** Start Input **

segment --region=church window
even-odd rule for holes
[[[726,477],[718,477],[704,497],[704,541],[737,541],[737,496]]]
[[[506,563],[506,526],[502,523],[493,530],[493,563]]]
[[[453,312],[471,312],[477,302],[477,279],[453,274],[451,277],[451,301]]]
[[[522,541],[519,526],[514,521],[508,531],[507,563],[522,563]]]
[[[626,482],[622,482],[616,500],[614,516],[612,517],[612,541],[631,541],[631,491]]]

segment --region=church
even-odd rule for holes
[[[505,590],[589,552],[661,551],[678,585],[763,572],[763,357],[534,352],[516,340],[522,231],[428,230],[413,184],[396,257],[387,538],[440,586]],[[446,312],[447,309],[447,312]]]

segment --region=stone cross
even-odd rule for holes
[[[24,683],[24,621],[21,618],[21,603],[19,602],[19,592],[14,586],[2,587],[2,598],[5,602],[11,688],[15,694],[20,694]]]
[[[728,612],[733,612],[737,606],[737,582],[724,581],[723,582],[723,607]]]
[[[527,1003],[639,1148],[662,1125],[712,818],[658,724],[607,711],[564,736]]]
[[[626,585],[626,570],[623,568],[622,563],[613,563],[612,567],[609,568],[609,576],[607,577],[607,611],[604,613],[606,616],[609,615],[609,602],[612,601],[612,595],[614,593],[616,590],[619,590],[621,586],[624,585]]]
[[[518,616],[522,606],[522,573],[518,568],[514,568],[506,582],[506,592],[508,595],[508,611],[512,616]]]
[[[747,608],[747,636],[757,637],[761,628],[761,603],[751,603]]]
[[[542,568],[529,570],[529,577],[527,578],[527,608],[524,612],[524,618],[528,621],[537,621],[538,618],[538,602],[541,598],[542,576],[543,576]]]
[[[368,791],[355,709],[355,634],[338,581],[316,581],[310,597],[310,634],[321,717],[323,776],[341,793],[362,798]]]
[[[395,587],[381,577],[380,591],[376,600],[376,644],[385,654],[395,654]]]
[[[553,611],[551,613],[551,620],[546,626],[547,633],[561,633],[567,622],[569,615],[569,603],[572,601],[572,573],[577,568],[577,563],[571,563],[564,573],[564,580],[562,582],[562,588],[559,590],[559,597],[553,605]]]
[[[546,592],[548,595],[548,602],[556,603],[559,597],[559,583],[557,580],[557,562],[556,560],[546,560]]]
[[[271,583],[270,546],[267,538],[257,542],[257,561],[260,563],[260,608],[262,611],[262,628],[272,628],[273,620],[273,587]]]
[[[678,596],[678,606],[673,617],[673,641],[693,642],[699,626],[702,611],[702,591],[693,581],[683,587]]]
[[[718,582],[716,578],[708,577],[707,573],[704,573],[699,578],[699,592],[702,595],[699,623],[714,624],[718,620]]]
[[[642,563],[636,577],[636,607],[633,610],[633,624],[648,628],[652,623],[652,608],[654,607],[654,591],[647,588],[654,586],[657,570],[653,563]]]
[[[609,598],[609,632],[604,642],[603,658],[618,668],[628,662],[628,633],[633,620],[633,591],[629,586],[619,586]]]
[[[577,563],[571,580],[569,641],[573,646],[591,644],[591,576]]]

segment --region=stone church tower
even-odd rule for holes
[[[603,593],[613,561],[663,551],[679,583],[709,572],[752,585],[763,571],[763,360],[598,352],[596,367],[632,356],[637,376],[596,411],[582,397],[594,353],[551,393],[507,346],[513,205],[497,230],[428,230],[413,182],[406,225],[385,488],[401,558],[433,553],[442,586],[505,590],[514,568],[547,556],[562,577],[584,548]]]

** End Input **

Problem requirements: Copy all of the lines above character for character, keeping the blank lines and their original order.

The response:
segment --region=church window
even-odd rule for holes
[[[726,477],[718,477],[704,497],[704,541],[737,541],[737,496]]]
[[[506,563],[506,526],[502,523],[493,530],[493,563]]]
[[[453,312],[471,312],[477,302],[477,279],[453,274],[451,277],[451,301]]]
[[[522,541],[519,526],[514,521],[508,531],[507,563],[522,563]]]
[[[626,482],[622,482],[616,500],[614,516],[612,517],[612,541],[631,541],[631,491]]]

segment --region=church
even-odd rule for holes
[[[505,590],[589,552],[661,551],[678,585],[763,572],[763,357],[534,352],[516,340],[522,231],[428,230],[413,184],[396,257],[387,538],[440,586]],[[446,312],[447,309],[447,312]]]

segment --region=stone cross
even-odd rule for holes
[[[24,683],[24,621],[21,618],[21,603],[19,602],[19,592],[14,586],[2,587],[2,598],[5,602],[11,688],[15,694],[20,694]]]
[[[728,612],[733,612],[737,606],[737,582],[724,581],[723,582],[723,607]]]
[[[527,1003],[639,1148],[662,1125],[712,818],[658,724],[607,711],[564,736]]]
[[[626,585],[626,570],[623,568],[622,563],[613,563],[612,567],[609,568],[609,576],[607,577],[607,611],[604,613],[606,616],[609,615],[609,602],[612,601],[612,595],[614,593],[616,590],[619,590],[621,586],[624,585]]]
[[[518,616],[522,606],[522,573],[518,568],[514,568],[506,582],[506,592],[508,595],[508,611],[512,616]]]
[[[747,608],[747,636],[757,637],[761,628],[761,603],[751,603]]]
[[[542,568],[529,570],[529,577],[527,578],[527,608],[524,612],[524,618],[528,621],[537,621],[538,618],[538,602],[541,598],[542,576],[543,576]]]
[[[368,791],[355,709],[355,634],[338,581],[316,581],[310,597],[310,634],[321,717],[323,776],[341,793],[362,798]]]
[[[395,587],[381,577],[380,591],[376,600],[376,644],[385,654],[395,654]]]
[[[553,611],[551,613],[551,620],[546,626],[547,633],[561,633],[567,622],[569,615],[569,603],[572,601],[572,573],[577,568],[577,563],[571,563],[564,573],[564,580],[562,582],[562,588],[559,590],[559,597],[553,605]]]
[[[546,592],[548,595],[548,602],[556,603],[559,597],[559,583],[557,580],[557,562],[556,560],[546,560]]]
[[[271,583],[270,546],[267,538],[257,542],[257,561],[260,563],[260,608],[262,611],[262,628],[272,628],[273,620],[273,587]]]
[[[678,596],[678,606],[673,617],[673,641],[693,642],[699,626],[702,611],[702,591],[693,581],[683,587]]]
[[[718,582],[716,578],[708,577],[707,573],[704,573],[699,578],[699,592],[702,595],[699,623],[714,624],[718,620]]]
[[[642,563],[636,577],[636,607],[633,610],[633,624],[648,628],[652,623],[652,608],[654,607],[654,591],[647,588],[654,586],[657,570],[653,563]]]
[[[609,598],[609,632],[604,642],[603,658],[618,668],[628,662],[628,633],[633,620],[633,591],[629,586],[619,586]]]
[[[577,563],[571,580],[569,641],[573,646],[591,644],[591,576]]]

segment --region=stone church tower
even-odd rule for holes
[[[603,593],[613,561],[663,551],[679,583],[709,572],[752,585],[763,571],[763,360],[598,352],[596,367],[632,356],[637,376],[596,411],[582,397],[594,353],[551,393],[507,346],[513,205],[497,230],[428,230],[413,182],[406,225],[385,488],[401,558],[433,553],[442,586],[505,590],[514,568],[547,556],[562,577],[584,548]]]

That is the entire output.